> REQUIREMENTS: Turn all of the material below into a numbered list with one line per item. Skip blank lines and leave out the pictures.

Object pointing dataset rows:
——————

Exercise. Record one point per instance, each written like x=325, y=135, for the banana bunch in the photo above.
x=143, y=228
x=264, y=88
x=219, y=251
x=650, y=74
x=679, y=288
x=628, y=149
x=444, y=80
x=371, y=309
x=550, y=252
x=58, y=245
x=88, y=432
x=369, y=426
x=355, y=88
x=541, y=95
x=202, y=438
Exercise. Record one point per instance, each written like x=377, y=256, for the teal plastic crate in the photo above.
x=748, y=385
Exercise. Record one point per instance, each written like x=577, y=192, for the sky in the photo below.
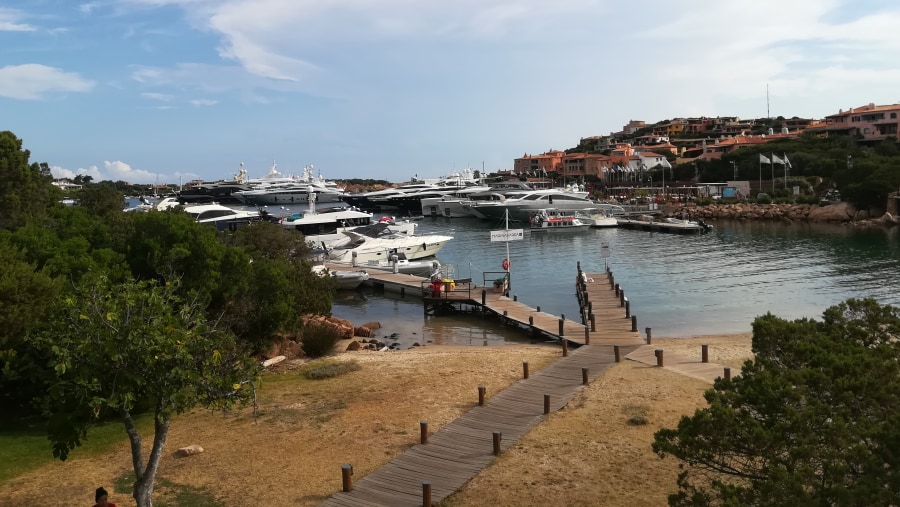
x=166, y=91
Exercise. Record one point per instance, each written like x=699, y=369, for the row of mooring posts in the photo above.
x=496, y=436
x=587, y=306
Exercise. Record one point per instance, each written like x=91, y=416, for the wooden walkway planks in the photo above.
x=464, y=447
x=688, y=366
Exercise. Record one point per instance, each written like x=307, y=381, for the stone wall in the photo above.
x=841, y=212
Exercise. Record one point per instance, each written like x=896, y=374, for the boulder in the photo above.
x=274, y=360
x=188, y=451
x=840, y=212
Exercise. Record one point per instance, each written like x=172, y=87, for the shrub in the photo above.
x=319, y=339
x=329, y=369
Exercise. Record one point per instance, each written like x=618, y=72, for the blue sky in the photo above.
x=169, y=90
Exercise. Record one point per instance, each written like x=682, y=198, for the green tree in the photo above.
x=112, y=349
x=24, y=192
x=811, y=421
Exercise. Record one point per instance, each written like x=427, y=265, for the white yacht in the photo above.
x=519, y=206
x=275, y=188
x=376, y=242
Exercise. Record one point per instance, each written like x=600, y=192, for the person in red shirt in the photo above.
x=102, y=498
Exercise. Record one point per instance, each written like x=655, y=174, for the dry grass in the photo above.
x=586, y=454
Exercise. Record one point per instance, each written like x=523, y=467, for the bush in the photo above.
x=329, y=369
x=319, y=339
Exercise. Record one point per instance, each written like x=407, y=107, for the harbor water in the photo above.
x=678, y=285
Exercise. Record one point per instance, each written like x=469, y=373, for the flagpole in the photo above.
x=760, y=174
x=772, y=166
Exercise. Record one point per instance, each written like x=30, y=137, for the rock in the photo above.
x=188, y=451
x=274, y=360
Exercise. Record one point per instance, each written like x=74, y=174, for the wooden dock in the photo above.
x=444, y=461
x=429, y=472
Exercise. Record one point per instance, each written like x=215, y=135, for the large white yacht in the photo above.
x=520, y=206
x=376, y=243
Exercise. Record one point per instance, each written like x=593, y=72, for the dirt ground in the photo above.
x=585, y=454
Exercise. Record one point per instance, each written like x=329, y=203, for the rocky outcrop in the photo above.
x=188, y=451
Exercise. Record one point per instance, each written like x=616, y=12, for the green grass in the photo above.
x=24, y=447
x=319, y=370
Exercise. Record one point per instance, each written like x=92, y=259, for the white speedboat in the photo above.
x=521, y=206
x=398, y=263
x=376, y=242
x=222, y=217
x=553, y=220
x=345, y=279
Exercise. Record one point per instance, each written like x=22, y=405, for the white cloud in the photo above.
x=32, y=81
x=9, y=21
x=163, y=97
x=120, y=171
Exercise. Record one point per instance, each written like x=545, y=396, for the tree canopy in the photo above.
x=115, y=349
x=812, y=419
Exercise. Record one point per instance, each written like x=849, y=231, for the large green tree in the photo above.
x=812, y=420
x=25, y=192
x=114, y=349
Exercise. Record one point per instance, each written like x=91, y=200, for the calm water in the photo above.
x=679, y=285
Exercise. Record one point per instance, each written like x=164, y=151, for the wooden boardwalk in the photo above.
x=462, y=448
x=432, y=470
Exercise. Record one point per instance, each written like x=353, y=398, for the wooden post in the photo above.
x=426, y=494
x=346, y=481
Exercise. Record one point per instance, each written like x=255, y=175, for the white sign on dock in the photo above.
x=508, y=235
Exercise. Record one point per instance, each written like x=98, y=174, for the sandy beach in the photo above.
x=584, y=454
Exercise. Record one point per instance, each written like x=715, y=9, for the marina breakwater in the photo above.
x=840, y=212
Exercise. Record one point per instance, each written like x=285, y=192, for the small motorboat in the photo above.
x=553, y=220
x=348, y=279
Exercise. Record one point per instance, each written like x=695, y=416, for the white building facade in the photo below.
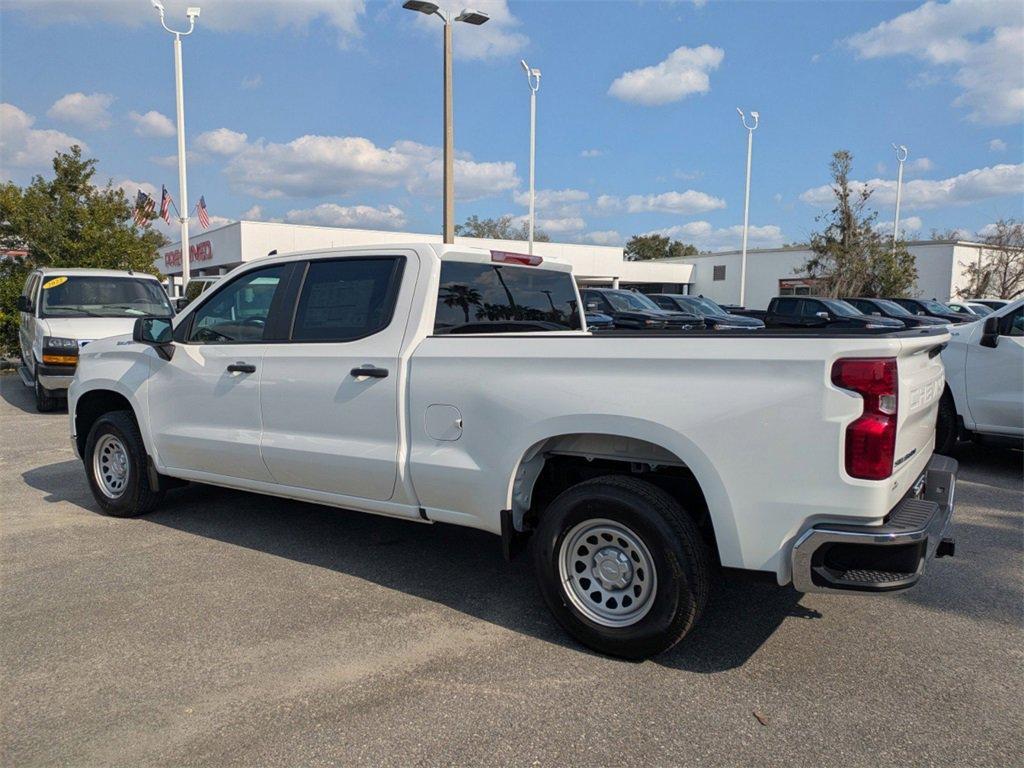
x=776, y=271
x=218, y=251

——————

> THE ANSWER:
1. Exercise. Record one point per instance, each written like x=325, y=135, for the banana bunch in the photo above.
2. x=143, y=228
3. x=264, y=88
4. x=219, y=251
5. x=650, y=74
6. x=679, y=288
7. x=628, y=149
8. x=444, y=80
9. x=371, y=309
10. x=550, y=252
11. x=58, y=245
12. x=88, y=432
13. x=369, y=426
14. x=355, y=88
15. x=541, y=95
16. x=202, y=438
17. Exercise. Record one point per instance, each written like x=377, y=256, for the teal plastic crate in the photo above.
18. x=748, y=385
19. Exercise. Record one point per instance, each written like x=577, y=192, for the sky in the photo below.
20. x=166, y=91
21. Exercise. Record one point per instance, each written like x=699, y=369, for the row of mooring posts in the photo above.
22. x=496, y=436
23. x=587, y=306
24. Exercise. Record one point per instance, each written like x=91, y=416, for the wooden walkway planks in the photo above.
25. x=464, y=447
26. x=688, y=366
27. Exercise. Record one point per instance, each written like x=307, y=381, for the stone wall in the photo above.
28. x=841, y=212
29. Exercise. Record one point per instance, each written like x=896, y=374, for the boulder in the photo above.
30. x=274, y=360
31. x=188, y=451
32. x=840, y=212
33. Exercise. Record one point per instance, each written like x=172, y=87, for the shrub in the photo above.
34. x=319, y=339
35. x=329, y=369
36. Exercise. Record one point per instance, each written like x=618, y=72, for the blue sky in the photo above.
37. x=169, y=90
38. Exercise. Record one point per instance, each written like x=682, y=198, for the green tree in the photo above.
39. x=112, y=349
40. x=24, y=192
41. x=811, y=421
42. Exercise. Record one point per instance, each written like x=427, y=265, for the white yacht in the photo above.
43. x=519, y=206
44. x=275, y=188
45. x=376, y=242
46. Exercise. Record one point per instance, each written like x=600, y=192, for the person in red shirt in the photo above.
47. x=102, y=498
48. Exercise. Record one point per instance, each written like x=655, y=174, for the dry grass in the photo above.
49. x=586, y=454
50. Exercise. Record one point per instance, each written like x=523, y=467, for the bush in the photo above.
51. x=329, y=369
52. x=319, y=339
53. Exercise. Record one point per instance, each written like x=407, y=107, for the harbor water in the photo above.
54. x=678, y=285
55. Exercise. Record one point per instance, each written like x=469, y=373, for the flagpole in the photo above.
56. x=760, y=174
57. x=772, y=166
58. Exercise. Record one point per instance, each written like x=30, y=137, for the rock in the photo above.
59. x=188, y=451
60. x=274, y=360
61. Exercise. Record one point per instance, each written like x=74, y=174, for the wooden dock in the photo above.
62. x=444, y=461
63. x=429, y=472
64. Exercise. Record one point per instance, each written like x=215, y=135, for the large white yacht in the photo above.
65. x=520, y=206
66. x=376, y=243
67. Exercise. Record one point per instance, each written like x=593, y=72, for the dirt ground in the photo above.
68. x=585, y=454
69. Exercise. Record one point per instance, each written like x=329, y=203, for the rocky outcrop in the photo above.
70. x=188, y=451
71. Exercise. Record one point per instance, each written like x=616, y=12, for the green grass in the photo above.
72. x=24, y=447
73. x=319, y=370
74. Exercise. Record one point per instance, each written like x=92, y=259, for the white speedboat in the photo above.
75. x=521, y=206
76. x=398, y=263
77. x=376, y=242
78. x=222, y=217
79. x=553, y=220
80. x=345, y=279
81. Exercise. Record one point per instance, each written like x=22, y=405, for the white cloud in the photo above.
82. x=32, y=81
83. x=9, y=21
84. x=163, y=97
85. x=120, y=171
86. Exercise. Record one point per instance, each written like x=545, y=396, for the tree canopy in the photo above.
87. x=115, y=349
88. x=812, y=419
89. Exercise. Record one point per instance, each written like x=849, y=231, for the large green tree in the photo above.
90. x=812, y=420
91. x=25, y=192
92. x=114, y=349
93. Exercise. Record one point per instance, each written like x=91, y=200, for the calm water in the photo above.
94. x=679, y=285
95. Exercise. Record one point per instance, each written like x=164, y=151, for the wooden boardwalk in the photo above.
96. x=462, y=448
97. x=432, y=470
98. Exercise. Record one point per instance, each written like x=353, y=398, for the wooden post in the photo above.
99. x=426, y=494
100. x=346, y=481
101. Exercise. Record one point per instance, each written like x=255, y=175, for the white sign on dock in the photo above.
102. x=508, y=235
103. Exercise. Record one point per instance, each written like x=98, y=174, for the sandy beach in the photo above.
104. x=584, y=454
105. Exercise. Record one point per instance, each written like x=715, y=9, for the marina breakwater in the photo above.
106. x=840, y=212
107. Exercise. Record one point per instance, each written like x=285, y=192, for the small motorboat in the photo above.
108. x=553, y=220
109. x=348, y=279
110. Exercise. Record one point per instance, each written like x=695, y=416, for the white building facade in the photo below.
111. x=776, y=271
112. x=218, y=251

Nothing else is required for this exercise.